| Objective |
Format every line of the material below as a JSON list of strings, one string per line, leaving out blank lines.
[start]
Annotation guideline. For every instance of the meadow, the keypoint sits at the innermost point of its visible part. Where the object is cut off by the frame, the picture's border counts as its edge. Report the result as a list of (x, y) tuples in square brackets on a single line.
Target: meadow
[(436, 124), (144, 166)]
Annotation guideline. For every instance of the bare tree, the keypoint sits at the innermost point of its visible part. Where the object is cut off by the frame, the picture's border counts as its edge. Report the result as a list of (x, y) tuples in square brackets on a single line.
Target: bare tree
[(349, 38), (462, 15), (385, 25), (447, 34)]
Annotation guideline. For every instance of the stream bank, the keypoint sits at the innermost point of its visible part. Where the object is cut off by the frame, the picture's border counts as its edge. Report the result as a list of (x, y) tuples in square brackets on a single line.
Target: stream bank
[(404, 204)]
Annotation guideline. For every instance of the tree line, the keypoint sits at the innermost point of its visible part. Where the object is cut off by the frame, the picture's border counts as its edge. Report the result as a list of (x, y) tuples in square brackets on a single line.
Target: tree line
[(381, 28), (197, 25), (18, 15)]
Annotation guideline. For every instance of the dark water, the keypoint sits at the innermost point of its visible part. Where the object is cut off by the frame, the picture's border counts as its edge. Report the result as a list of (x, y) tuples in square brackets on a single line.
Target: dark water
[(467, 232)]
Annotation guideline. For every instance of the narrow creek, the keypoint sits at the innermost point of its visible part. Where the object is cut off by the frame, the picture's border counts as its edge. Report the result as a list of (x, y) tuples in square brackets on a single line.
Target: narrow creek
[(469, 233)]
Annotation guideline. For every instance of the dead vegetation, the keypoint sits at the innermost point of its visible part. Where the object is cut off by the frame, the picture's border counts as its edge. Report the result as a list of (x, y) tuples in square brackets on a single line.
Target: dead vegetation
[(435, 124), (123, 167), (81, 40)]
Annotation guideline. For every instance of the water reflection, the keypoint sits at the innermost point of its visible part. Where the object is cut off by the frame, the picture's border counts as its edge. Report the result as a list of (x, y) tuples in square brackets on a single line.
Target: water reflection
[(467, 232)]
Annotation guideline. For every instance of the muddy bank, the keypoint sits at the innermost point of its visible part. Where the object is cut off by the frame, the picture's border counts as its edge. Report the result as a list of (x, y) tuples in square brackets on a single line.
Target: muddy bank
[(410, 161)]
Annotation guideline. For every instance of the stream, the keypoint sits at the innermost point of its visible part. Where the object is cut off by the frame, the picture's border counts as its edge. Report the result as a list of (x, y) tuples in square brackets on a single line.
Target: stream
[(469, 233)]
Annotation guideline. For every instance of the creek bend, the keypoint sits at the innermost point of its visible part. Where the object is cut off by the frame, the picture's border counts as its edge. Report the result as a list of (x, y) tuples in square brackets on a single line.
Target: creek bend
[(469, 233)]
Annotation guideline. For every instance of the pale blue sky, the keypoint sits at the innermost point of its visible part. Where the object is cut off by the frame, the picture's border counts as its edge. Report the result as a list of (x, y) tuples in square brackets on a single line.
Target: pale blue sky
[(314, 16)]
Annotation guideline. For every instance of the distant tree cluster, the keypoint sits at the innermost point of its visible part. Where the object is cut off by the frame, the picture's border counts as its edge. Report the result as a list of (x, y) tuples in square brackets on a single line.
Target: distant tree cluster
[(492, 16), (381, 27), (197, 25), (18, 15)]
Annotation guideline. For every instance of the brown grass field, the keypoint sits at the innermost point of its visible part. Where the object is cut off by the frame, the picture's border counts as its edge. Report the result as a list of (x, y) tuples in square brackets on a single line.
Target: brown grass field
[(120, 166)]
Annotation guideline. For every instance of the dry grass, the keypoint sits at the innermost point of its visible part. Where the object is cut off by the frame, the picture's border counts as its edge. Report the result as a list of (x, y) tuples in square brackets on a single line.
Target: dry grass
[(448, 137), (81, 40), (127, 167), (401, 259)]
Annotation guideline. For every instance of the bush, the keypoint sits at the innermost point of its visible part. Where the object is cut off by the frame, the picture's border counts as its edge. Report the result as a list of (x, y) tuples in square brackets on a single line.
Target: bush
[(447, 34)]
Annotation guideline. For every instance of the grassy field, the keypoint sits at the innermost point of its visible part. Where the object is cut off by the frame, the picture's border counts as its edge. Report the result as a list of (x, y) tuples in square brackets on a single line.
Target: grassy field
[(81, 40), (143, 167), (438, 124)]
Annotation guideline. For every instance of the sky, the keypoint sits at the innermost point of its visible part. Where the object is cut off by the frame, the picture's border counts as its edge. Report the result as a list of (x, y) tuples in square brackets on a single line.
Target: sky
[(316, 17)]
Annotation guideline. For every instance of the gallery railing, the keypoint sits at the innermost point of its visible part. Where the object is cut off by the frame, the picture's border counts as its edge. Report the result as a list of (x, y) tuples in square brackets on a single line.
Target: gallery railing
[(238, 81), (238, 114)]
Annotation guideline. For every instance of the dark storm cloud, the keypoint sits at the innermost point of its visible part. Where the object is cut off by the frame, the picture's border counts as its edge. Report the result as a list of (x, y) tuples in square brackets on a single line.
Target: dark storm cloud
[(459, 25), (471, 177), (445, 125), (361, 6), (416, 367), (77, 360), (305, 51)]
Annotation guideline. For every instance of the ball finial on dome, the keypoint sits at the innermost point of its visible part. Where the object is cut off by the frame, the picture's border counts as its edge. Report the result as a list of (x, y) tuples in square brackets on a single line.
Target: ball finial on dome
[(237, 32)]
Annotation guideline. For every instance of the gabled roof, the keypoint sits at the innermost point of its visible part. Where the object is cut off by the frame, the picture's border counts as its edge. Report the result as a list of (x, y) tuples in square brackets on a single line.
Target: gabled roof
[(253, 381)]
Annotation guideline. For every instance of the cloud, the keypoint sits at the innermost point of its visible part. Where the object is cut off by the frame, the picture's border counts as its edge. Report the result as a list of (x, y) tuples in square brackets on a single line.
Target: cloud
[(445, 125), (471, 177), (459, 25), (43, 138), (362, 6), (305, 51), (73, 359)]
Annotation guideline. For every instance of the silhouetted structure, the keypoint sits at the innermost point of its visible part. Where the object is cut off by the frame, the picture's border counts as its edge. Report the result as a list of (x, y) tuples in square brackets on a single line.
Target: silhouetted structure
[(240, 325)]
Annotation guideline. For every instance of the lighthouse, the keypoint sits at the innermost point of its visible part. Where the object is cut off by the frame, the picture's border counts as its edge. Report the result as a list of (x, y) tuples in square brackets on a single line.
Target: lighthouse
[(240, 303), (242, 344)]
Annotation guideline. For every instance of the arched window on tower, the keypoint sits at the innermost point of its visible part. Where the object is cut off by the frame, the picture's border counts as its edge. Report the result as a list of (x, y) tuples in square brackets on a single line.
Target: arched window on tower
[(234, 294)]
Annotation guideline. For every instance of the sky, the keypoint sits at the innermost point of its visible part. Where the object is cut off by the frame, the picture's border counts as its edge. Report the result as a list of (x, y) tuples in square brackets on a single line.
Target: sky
[end]
| In response |
[
  "Annotation guideline. For every instance of the meadow, the keypoint sits at the innermost point of its visible part. Where the object is cut off by the frame, the picture's border counts as its edge. Report the result as a list of (x, y) tuples in square brackets on a single line.",
  "Target: meadow",
  "[(436, 124), (144, 166)]",
  "Annotation guideline. For every instance of the bare tree, the keypoint sits at the innermost point of its visible part. Where the object is cut off by the frame, the picture's border counts as its edge. Report the result as a list of (x, y) tuples in square brackets on a single line.",
  "Target: bare tree",
  "[(349, 38), (462, 15), (385, 25), (447, 34)]",
  "Annotation guideline. For every instance of the stream bank, the keypoint sits at the innermost point of its visible part. Where the object is cut off by the frame, the picture's border counts as its edge. Report the result as a list of (x, y) tuples in square brackets on a single line.",
  "Target: stream bank",
  "[(404, 204)]",
  "Annotation guideline. For every instance of the tree line, the keypoint sits at the innermost point of its visible part. Where the object is cut off by the frame, the picture's border counts as its edge. Report the result as a list of (x, y) tuples in square brackets on a single line.",
  "Target: tree line",
  "[(381, 28), (197, 25), (18, 15)]",
  "Annotation guideline. For every instance of the dark water, the keypoint sits at the innermost point of its visible part. Where the object is cut off by the frame, the picture's border counts as its edge. Report the result as a list of (x, y) tuples in square brackets on a single line.",
  "Target: dark water",
  "[(467, 232)]",
  "Annotation guideline. For every instance of the narrow creek, the keypoint sits at the innermost point of its visible part. Where the object is cut off by the frame, the picture's border counts as its edge. Report the result as a list of (x, y) tuples in square brackets on a single line.",
  "Target: narrow creek",
  "[(469, 233)]",
  "Annotation guideline. For every instance of the dead vegetation, the keypoint sits at the innermost point of its visible part. Where the object is cut off by the frame, the picture's border counts as its edge. Report the result as a list of (x, y) tuples in square brackets on a single line.",
  "Target: dead vegetation",
  "[(435, 124), (123, 167), (81, 40)]",
  "Annotation guideline. For every instance of the water reflection, the keypoint sits at the innermost point of its visible part. Where the object is cut off by the frame, the picture's border counts as its edge. Report the result as a list of (x, y) tuples in square brackets on a single line.",
  "Target: water reflection",
  "[(467, 232)]",
  "Annotation guideline. For every instance of the muddy bank, the keypoint sits at the innermost point of its visible part. Where the object is cut off by the frame, the picture's border counts as its edge. Report the result as a list of (x, y) tuples in square brackets on a single line.",
  "Target: muddy bank",
  "[(410, 161)]",
  "Annotation guideline. For every instance of the stream, the keypoint sits at the innermost point of its visible part. Where the object is cut off by the frame, the picture's border counts as its edge. Report the result as a list of (x, y) tuples in square brackets on a single line.",
  "Target: stream",
  "[(469, 233)]",
  "Annotation guideline. For every instance of the creek bend, the keypoint sits at the innermost point of its visible part. Where the object is cut off by the frame, the picture's border counts as its edge. Report the result as a list of (x, y) tuples in square brackets on a single line.",
  "Target: creek bend",
  "[(469, 233)]",
  "Annotation guideline. For every instance of the pale blue sky, the keypoint sits at the innermost point of its visible part. Where the object is cut off by the frame, the picture's border counts as its edge. Report the result as a list of (x, y) tuples in square brackets on a single line.",
  "Target: pale blue sky",
  "[(314, 16)]",
  "Annotation guideline. For every instance of the distant tree cluster, the keypoint sits at the innermost point of its visible part. Where the object is cut off by the frame, the picture's border counts as its edge. Report the result as a list of (x, y) tuples in square brackets on a single line.",
  "Target: distant tree cluster",
  "[(492, 16), (381, 27), (197, 25), (18, 15)]",
  "Annotation guideline. For every instance of the brown grass field, the keypoint sits at the innermost point of its visible part. Where the object is cut off by the frame, the picture's border counts as its edge. Report the result as a list of (x, y) tuples in square brackets on a single line.",
  "Target: brown grass field",
  "[(120, 166)]",
  "Annotation guideline. For every instance of the dry grass, the keypoint sits at the innermost point of its visible part. Where the object is cut off by the frame, the picture's border counts as its edge. Report the result as a list of (x, y) tuples in square brackets on a single line.",
  "Target: dry grass",
  "[(448, 137), (81, 40), (127, 167), (401, 259)]",
  "Annotation guideline. For every instance of the bush, the keypoint sits at the innermost point of its visible part. Where the object is cut off by the frame, the picture's border counts as its edge. Report the result as a list of (x, y) tuples in square brackets on a single line.",
  "Target: bush",
  "[(447, 34)]",
  "Annotation guideline. For every instance of the grassy field, the keypoint sits at the innermost point of its visible part. Where the object is cut off by the frame, the picture's border counts as its edge. Report the result as a list of (x, y) tuples in square brackets on a single line.",
  "Target: grassy field",
  "[(81, 40), (143, 167), (438, 124)]",
  "Annotation guideline. For every instance of the sky, the keypoint sits at the innermost point of its visible part. Where the object is cut off by the frame, the picture's border counts as its edge. Report the result as a list of (x, y) tuples in square brackets on a single line.",
  "Target: sky",
  "[(316, 17)]",
  "Annotation guideline. For every instance of the gallery railing, the keypoint sits at the innermost point of its visible part. Where the object is cut off by the frame, the picture's border counts as its edge. Report the result as a list of (x, y) tuples in square brackets on a single line.",
  "Target: gallery railing",
  "[(238, 81), (238, 114)]",
  "Annotation guideline. For every instance of the dark storm cloud, the keypoint sits at the innermost point of its visible part. Where the object is cut off by the frame, the picture's border counts as its edge. Report the result as a list of (x, y) tuples in square brackets on a single line.",
  "Target: dark storm cloud",
  "[(459, 25), (471, 177), (445, 125), (361, 6), (416, 367), (77, 360), (305, 51)]",
  "Annotation guideline. For every instance of the ball finial on dome, the keypoint sits at the innermost point of its visible part. Where the object is cut off by the frame, the picture's border counts as its edge. Report the result as a list of (x, y) tuples in square brackets on a single line.",
  "Target: ball finial on dome",
  "[(237, 32)]",
  "Annotation guideline. For every instance of the gabled roof, the keypoint sits at the innermost point of its visible part. Where the object is cut off by the frame, the picture's border counts as its edge. Report the result as a list of (x, y) tuples in square brackets on a single line.",
  "Target: gabled roof",
  "[(253, 381)]",
  "Annotation guideline. For every instance of the cloud, the keypoint sits at the innermost point of its visible part. Where the object is cut off by the frame, the picture's border counts as its edge. Report the result as a list of (x, y) tuples in square brackets on a single line.",
  "Target: cloud",
  "[(445, 125), (471, 177), (459, 25), (43, 138), (362, 6), (305, 51), (73, 359)]",
  "Annotation guideline. For every instance of the silhouetted structure, the keypoint sits at the innermost point of its visible part. Where the object is cut off by the frame, the picture's border counts as its edge. Report the result as a list of (x, y) tuples in square brackets on a single line.",
  "Target: silhouetted structure",
  "[(240, 325)]",
  "Annotation guideline. For every instance of the lighthouse, the keypoint sits at the innermost point of its visible part. Where the object is cut off by the frame, the picture's border counts as its edge. Report the result as a list of (x, y) tuples in square brackets on a single line.",
  "Target: lighthouse",
  "[(240, 303), (242, 344)]",
  "Annotation guideline. For every instance of the arched window on tower, the keypoint sits at the innermost point of its visible part. Where the object is cut off by the frame, the picture's border counts as its edge. Report the result as a list of (x, y) tuples in square brackets on a single line.",
  "Target: arched window on tower",
  "[(234, 294)]",
  "Annotation guideline. For every instance of the sky, the keypoint sits at the innermost point of its visible part. Where the object is cut off by the frame, the picture's border counts as its edge. Report the result as a list of (x, y) tuples in square brackets on a single line.",
  "Target: sky"
]